● **Task**:
Look through the entries below and report how many lines hold the string "surface". Only the number is wanted.

(Exercise data begins)

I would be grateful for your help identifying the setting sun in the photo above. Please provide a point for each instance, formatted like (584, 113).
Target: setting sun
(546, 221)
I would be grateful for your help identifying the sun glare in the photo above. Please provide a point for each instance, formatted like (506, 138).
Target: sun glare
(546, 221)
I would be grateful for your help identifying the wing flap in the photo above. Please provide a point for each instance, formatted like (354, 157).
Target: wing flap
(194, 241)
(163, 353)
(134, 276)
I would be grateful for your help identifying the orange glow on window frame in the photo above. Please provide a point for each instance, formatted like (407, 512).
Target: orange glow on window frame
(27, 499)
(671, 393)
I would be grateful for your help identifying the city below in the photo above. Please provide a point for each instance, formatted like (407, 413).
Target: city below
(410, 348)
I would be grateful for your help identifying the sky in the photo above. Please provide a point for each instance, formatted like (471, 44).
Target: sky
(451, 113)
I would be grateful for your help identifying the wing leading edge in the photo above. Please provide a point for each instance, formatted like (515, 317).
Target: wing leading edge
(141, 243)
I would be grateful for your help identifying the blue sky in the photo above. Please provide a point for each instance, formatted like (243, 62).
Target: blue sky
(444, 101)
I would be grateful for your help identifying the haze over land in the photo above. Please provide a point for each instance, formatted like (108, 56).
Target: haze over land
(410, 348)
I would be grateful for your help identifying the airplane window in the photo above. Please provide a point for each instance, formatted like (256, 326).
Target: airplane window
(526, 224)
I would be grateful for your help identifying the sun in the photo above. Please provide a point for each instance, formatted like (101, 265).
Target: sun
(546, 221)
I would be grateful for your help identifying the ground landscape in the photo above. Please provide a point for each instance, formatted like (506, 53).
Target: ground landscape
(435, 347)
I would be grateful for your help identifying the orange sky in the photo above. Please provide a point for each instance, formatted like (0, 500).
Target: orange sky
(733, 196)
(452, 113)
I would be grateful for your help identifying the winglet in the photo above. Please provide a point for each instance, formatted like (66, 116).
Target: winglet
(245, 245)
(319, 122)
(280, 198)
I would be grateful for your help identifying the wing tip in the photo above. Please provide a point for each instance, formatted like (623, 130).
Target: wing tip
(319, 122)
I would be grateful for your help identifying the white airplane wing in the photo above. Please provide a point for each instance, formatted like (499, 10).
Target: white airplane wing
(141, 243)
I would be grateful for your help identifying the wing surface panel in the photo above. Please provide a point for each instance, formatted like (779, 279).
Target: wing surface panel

(Exercise data ends)

● **Solution to the problem**:
2